* begin Quoted text *

B How Do Dedekind Cuts Affect Addition and Negative Numbers?

[bhobba]

This is a really basic stupid question but has me beat. I am almost certainly missing something but for the life of me cat see what. If A and B are are the lower sets of two Dedekind cuts addition is defined as the sum of the elements (r+s) with r in A and s in B. Is that correct or have I missed something? What I cant see is why if x is a negative number x + 0 = x. As I said I am likely missing something basic but for the life of me can't see what it is. Working on a paper defining the numbers but using a different approach based on hyperrationals and hyperreals. This came up while writing it but like I said has me beat. I will probably feel terrible when told where I went wrong about such a basic question.

Thanks
Bill

 

[jedishrfu]

I don’t know which is worse death by a Dedekind cut or by a thousand other cuts.

Perhaps, @fresh_42 can answer your question best.

In the meantime, I found this reference on math.stackexchange

https://math.stackexchange.com/questions/1259453/definition-of-dedekind-cut-addition

They add an irrational with its negative and then ask if 0 is a member.

* end Quoted text *
* begin Excerpted records *

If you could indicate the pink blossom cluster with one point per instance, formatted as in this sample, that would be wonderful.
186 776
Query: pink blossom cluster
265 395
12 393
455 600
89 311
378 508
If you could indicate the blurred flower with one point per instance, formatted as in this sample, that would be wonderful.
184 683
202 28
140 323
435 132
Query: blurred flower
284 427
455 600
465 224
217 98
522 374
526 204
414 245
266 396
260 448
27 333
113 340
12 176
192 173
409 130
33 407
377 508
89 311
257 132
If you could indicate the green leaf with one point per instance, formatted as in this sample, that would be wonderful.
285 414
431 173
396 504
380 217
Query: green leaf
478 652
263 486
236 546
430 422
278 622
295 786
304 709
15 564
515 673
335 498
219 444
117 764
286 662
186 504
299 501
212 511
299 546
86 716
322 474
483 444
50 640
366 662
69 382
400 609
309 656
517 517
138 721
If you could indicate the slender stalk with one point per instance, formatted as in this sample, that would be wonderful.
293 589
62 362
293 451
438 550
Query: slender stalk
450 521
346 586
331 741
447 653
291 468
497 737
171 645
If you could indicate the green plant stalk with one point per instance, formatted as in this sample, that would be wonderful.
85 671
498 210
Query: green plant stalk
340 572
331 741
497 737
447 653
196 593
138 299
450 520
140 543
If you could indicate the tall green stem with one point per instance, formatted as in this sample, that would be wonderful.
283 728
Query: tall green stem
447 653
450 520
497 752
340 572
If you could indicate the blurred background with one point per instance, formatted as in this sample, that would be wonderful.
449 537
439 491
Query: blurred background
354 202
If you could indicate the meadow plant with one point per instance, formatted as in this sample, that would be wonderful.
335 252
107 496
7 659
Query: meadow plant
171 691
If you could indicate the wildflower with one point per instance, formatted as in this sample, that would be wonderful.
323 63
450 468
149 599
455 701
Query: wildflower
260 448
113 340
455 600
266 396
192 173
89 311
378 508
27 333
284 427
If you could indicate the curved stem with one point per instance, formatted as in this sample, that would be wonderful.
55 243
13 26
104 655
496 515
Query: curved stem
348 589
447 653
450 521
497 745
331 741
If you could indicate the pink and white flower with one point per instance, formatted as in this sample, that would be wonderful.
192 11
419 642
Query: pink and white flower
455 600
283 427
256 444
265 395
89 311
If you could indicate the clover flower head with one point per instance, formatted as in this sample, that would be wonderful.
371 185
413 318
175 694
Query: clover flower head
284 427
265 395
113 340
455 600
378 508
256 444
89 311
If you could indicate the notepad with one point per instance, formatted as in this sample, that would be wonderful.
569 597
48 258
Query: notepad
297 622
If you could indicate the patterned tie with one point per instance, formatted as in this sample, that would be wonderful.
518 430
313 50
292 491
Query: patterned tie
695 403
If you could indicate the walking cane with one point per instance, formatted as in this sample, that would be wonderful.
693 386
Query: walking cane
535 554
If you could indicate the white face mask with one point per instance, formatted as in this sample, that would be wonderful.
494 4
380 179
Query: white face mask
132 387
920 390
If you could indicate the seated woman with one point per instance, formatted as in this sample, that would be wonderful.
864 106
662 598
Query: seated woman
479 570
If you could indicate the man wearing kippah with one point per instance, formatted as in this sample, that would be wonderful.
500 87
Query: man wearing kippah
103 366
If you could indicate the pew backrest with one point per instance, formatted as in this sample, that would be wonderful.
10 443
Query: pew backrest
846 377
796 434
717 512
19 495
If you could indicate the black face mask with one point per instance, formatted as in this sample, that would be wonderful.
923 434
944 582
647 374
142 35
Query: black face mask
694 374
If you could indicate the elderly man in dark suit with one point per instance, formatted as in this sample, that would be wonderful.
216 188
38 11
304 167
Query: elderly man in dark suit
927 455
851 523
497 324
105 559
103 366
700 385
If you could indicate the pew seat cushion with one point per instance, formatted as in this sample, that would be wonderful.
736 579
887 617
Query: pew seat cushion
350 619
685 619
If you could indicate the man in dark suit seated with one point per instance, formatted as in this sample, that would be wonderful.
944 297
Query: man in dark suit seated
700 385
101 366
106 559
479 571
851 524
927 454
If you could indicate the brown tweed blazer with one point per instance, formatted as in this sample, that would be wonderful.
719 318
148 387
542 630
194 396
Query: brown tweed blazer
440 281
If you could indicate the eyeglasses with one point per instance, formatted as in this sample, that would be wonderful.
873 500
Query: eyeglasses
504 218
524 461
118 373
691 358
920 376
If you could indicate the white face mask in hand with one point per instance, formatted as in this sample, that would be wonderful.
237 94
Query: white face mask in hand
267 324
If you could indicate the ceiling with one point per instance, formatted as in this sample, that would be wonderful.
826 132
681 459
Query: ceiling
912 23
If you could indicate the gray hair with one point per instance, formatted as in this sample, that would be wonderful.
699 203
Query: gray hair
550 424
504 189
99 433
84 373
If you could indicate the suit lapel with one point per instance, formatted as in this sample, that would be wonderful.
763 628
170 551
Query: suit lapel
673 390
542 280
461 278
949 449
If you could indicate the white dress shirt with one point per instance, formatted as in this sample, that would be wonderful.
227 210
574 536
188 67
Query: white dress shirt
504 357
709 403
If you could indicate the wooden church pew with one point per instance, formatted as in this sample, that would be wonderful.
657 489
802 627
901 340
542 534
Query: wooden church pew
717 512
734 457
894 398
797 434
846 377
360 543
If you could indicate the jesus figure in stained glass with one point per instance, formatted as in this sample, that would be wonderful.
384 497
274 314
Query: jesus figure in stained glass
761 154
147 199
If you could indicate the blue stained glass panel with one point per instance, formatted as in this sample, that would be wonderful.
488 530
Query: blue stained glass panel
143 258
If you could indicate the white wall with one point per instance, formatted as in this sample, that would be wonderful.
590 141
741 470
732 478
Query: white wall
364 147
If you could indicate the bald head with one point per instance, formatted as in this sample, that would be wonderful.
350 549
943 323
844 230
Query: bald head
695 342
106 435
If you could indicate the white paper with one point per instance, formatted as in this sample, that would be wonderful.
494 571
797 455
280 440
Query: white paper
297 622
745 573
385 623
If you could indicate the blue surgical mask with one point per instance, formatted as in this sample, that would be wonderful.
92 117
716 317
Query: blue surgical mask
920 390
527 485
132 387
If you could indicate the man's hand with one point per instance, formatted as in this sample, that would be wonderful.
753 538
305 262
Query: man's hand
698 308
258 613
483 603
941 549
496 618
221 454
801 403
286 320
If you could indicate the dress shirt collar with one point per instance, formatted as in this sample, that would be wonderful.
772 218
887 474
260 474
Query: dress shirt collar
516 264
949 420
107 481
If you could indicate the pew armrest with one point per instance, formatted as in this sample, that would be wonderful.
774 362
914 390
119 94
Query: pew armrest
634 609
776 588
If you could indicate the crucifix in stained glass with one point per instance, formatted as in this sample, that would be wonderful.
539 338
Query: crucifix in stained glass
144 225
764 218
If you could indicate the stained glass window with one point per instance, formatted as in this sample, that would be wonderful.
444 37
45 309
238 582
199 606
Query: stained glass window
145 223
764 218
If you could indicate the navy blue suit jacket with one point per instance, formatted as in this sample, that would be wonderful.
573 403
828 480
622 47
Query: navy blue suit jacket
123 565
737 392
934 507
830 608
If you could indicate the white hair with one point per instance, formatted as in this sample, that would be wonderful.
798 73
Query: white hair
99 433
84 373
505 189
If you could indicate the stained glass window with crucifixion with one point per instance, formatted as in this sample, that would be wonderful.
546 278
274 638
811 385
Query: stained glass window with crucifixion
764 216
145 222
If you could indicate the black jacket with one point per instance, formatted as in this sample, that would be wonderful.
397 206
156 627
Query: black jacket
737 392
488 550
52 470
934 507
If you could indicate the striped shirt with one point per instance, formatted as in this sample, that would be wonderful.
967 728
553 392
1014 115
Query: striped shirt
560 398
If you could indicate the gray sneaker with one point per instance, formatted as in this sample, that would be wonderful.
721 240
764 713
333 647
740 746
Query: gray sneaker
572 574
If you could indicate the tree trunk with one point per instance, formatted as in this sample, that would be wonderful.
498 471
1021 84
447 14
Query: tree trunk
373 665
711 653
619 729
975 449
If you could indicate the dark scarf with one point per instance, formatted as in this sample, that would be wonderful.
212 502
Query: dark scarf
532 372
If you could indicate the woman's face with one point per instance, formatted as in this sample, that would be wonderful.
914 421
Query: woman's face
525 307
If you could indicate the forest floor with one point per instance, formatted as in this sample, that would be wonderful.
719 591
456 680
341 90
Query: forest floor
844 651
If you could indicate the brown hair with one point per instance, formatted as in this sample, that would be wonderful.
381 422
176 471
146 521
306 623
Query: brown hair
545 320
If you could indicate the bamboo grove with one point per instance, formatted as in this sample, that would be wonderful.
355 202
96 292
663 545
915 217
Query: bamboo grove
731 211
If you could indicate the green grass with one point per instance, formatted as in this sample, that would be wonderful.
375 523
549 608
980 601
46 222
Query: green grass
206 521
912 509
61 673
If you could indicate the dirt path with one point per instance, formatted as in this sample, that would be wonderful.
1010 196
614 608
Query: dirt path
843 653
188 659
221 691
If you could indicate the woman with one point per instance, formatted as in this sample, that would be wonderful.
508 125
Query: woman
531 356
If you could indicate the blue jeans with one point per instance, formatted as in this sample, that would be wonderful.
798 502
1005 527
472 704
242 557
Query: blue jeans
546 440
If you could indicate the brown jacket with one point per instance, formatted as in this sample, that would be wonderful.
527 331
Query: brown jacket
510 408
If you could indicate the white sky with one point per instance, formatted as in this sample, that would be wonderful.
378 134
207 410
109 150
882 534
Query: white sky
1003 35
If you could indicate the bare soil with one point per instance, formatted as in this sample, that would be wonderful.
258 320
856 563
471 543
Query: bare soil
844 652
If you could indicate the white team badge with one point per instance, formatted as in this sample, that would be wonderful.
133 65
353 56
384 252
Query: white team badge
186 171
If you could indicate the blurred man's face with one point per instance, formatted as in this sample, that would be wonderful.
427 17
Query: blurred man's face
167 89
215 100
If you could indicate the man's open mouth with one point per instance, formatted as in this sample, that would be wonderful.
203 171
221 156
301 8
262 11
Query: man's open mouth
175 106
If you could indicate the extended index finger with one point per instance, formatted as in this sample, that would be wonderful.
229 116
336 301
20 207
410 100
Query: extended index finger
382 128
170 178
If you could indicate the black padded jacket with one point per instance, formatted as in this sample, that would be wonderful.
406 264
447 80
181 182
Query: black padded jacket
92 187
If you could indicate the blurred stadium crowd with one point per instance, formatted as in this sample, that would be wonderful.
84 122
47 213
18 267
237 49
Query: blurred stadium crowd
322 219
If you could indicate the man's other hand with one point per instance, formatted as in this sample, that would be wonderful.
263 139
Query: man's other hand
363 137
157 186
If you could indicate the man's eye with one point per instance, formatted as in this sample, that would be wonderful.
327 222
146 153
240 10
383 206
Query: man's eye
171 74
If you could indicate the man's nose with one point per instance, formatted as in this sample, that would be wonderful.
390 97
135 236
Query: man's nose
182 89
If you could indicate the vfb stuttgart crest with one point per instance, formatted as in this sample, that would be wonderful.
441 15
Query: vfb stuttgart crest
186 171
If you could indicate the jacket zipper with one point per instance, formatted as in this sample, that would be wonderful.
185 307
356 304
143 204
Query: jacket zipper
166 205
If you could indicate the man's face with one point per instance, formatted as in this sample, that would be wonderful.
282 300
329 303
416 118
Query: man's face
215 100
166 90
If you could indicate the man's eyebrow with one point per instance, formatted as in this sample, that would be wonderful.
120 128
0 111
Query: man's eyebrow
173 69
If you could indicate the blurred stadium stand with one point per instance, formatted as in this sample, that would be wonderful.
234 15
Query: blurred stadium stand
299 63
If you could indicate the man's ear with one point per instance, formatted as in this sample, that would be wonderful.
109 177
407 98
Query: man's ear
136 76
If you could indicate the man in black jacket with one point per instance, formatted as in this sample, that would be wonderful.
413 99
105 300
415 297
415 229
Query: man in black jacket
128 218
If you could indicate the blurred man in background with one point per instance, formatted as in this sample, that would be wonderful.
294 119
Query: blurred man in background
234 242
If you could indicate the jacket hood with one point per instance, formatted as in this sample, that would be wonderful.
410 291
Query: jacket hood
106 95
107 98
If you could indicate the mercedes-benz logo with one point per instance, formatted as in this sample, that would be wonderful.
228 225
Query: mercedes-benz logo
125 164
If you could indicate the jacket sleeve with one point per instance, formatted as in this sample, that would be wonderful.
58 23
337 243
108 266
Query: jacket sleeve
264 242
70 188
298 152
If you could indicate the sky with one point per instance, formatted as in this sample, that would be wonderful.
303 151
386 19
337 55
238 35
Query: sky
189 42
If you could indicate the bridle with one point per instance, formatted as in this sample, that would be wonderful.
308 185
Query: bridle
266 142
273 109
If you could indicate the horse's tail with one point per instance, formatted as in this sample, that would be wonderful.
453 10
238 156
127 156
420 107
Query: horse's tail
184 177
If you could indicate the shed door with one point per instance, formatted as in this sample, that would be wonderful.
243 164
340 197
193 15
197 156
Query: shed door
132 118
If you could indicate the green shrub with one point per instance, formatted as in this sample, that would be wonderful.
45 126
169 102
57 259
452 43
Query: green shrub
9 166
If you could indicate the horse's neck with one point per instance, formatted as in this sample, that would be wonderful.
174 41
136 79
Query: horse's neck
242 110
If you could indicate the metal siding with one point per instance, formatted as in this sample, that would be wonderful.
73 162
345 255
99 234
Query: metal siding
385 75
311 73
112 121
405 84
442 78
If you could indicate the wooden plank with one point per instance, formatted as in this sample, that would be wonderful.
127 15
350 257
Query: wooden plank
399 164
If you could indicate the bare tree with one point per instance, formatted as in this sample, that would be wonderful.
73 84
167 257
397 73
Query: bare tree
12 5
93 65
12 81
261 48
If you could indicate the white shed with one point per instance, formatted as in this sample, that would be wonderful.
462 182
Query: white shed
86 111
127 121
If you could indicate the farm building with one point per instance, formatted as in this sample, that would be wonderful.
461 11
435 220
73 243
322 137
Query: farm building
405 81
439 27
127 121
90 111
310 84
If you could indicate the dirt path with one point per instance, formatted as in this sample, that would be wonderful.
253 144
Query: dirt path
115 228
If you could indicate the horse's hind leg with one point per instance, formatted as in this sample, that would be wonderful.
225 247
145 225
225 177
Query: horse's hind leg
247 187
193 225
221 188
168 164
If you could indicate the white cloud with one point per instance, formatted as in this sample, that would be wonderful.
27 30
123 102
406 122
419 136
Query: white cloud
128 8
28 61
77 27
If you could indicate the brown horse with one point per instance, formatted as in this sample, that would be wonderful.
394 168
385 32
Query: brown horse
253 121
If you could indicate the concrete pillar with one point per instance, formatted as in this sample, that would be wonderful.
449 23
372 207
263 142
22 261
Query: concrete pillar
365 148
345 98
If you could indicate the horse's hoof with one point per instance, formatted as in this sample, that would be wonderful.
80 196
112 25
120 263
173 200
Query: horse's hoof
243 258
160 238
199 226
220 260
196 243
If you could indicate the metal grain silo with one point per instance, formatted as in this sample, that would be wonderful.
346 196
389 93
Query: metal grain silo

* end Excerpted records *

Job 1:
Print the part of the Dedekind cuts thread between "[jedishrfu]" and "is a member.", inclusive.
Job 2:
In the Dedekind cuts thread, what does the math.stackexchange reference add together before asking whether 0 is a member?
Job 3:
Write the next part of the Dedekind cuts thread, picking up after its last sentence.

Response 1:
[jedishrfu]

I don’t know which is worse death by a Dedekind cut or by a thousand other cuts.

Perhaps, @fresh_42 can answer your question best.

In the meantime, I found this reference on math.stackexchange

https://math.stackexchange.com/questions/1259453/definition-of-dedekind-cut-addition

They add an irrational with its negative and then ask if 0 is a member.

Response 2:
An irrational and its negative.

Response 3:
and this homework chapter

http://homepages.math.uic.edu/~groves/teaching/2008-9/313/09-313Hw2Sols.pdf

 

[bhobba]

Thanks. I will quote what one reference says and spell out my issue. By the definition of addition of Dedekind cuts above we have f(a)+f(b) is the Dedekind cut determined by the set{x+y|x∈A,y∈B}. Well, the set of rational numbers of the form x+y where x<a and y<b and x,y∈Q is exactly the set of rational numbers less than a+b. Therefore, {x+y|x∈A,y∈B}= C, so f(a)+f(b)=f(a+b).

Take x as -1. The Dedekind cut is A1 = {Q| Q < -1}. Take y as 0. The Dedekind cut is A2 = {Q| Q < 0}. Let the element from A1 be -1.000001. Let the element from A2 be -.000001. Then -1.000001 - .000001 = -1.000002 < -1.

I see my error. Dumb mental arithmetic.

Teaches me a lesson. Don't do stuff in your head - when necessary write it out. Yes and I do feel stupid, but will leave it up anyway so others can learn from my mistake.

Thanks
Bill

 

[fresh_42]

As a service to other readers and for us to have common ground, I'll quote the definitions in my book.

$A\subset \mathbb{Q}$ is called a (Dedekind) cut if

1. $\emptyset \neq A \neq \mathbb{Q}$
2. $\alpha \in A\, , \,\beta \ge \alpha \Longrightarrow \beta \in A$
3. $A$ does not contain a minimal element.

This is a really basic stupid question but has me beat. I am almost certainly missing something but for the life of me cat see what. If A and B are are the lower sets of two Dedekind cuts addition is defined as the sum of the elements (r+s) with r in A and s in B. Is that correct or have I missed something?

My book says: If $A$ and $B$ are cuts then $A+B=\{r+s | r \in A, s \in B\},$ i.e. the author (Christian Blatter) doesn't refer explicitly to "lower sets" but to cuts instead.

What I cant see is why if x is a negative number x + 0 = x.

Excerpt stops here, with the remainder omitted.